- **Brano riportato**:
□ □ □
Nell'isola del Nord Europa la maggior parte delle donne che scoprono anomalie cromosomiche nel feto scelgono di interrompere la gravidanza.

Sindrome di Down, in Islanda le nascite sono sempre di meno

23 Agosto 2017

In Islanda nascono in media una o due persone con sindrome di Down ogni anno. Un numero molto basso se si considerano i quasi 335mila abitanti dell'isola scandinava, ma che forse è destinato ulteriormente a scendere.

Le statistiche indicano infatti che la maggioranza delle donne che ricevono una risposta positiva dal test prenatale per individuare la presenza di anomalie cromosomiche del feto, interrompono la gravidanza. Questa tendenza è in crescita anche per via della semplicità con cui vengono effettuati i moderni screening, sempre meno invasivi e sempre più richiesti dalle donne in dolce attesa. Secondo quanto riferisce il Landspitali University Hospital di Reykjavik, le diagnosi prenatali vengono oggi scelte da ben l'85% delle donne in gravidanza.

La legge islandese, in caso di anomalie nel feto, consente infatti l'aborto anche dopo sedici settimane. Le donne che devono affrontare questa scelta difficile sono supportate da psicologhe come Helga Sol Olafsdottir, che si confronta con le pazienti prima che esse decidano se continuare la gravidanza o meno: "Pensiamo all'aborto come a qualcosa che ponga fine a quelle che potrebbero essere grandi difficoltà, prevenendo sofferenza per il bambino e la famiglia", ha spiegato la psicologa, che sottolinea il diritto delle pazienti di scegliere come sarà la loro vita.
□ □ □
- **Azione richiesta 1**: Secondo il brano sulla sindrome di Down in Islanda, quale percentuale delle donne in gravidanza sceglie oggi le diagnosi prenatali?
- **Azione richiesta 2**: Prosegui il brano sulla sindrome di Down in Islanda dopo la sua ultima frase.
I dati non hanno alcun legame con il brano sulla sindrome di Down in Islanda.
□ □ □
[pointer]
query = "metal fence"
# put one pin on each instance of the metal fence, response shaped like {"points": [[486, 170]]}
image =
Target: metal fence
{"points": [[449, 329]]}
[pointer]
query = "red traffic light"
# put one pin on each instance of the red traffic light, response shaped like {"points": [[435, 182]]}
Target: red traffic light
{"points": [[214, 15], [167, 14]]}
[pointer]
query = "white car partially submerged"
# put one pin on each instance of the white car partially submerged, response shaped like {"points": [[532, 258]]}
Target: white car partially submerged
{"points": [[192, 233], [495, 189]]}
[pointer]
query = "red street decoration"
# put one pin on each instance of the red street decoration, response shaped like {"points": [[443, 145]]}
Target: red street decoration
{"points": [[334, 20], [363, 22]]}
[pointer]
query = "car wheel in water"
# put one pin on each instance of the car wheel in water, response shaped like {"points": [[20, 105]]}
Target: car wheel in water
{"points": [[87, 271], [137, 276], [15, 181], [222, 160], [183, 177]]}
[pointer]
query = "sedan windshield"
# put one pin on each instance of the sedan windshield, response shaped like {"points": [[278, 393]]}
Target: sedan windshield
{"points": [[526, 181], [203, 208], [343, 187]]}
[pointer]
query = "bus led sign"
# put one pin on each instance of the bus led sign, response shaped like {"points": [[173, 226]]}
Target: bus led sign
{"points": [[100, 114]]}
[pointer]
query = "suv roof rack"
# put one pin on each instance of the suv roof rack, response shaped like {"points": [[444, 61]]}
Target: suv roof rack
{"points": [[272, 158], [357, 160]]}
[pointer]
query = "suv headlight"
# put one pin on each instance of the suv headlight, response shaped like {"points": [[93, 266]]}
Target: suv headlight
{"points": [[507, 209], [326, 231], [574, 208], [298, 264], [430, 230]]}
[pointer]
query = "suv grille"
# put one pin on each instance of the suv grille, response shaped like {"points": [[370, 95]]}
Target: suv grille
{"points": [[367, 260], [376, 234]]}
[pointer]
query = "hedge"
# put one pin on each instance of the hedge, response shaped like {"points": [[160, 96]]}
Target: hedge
□ □ □
- **Spazio risposta 1**: L'85% delle donne in gravidanza.

- **Spazio risposta 2**:
Le notizie provenienti dall'Islanda, comunque, incontrano talvolta le critiche degli attivisti e delle associazioni che si occupano dei diritti delle persone con sindrome di Down. La scrittrice e blogger Martina Fuga, ad esempio, commenta con amarezza le tendenze sviluppatesi principalmente nei paesi dell'Europa settentrionale: "Da mamma queste notizie sono un colpo al cuore. Non può essere la scelta sociale di un Paese. È giusto poter decidere, ma conoscendo. Come sarebbe bello se si lavorasse su una cultura dell'inclusione e sulla ricerca per avere un mondo migliore".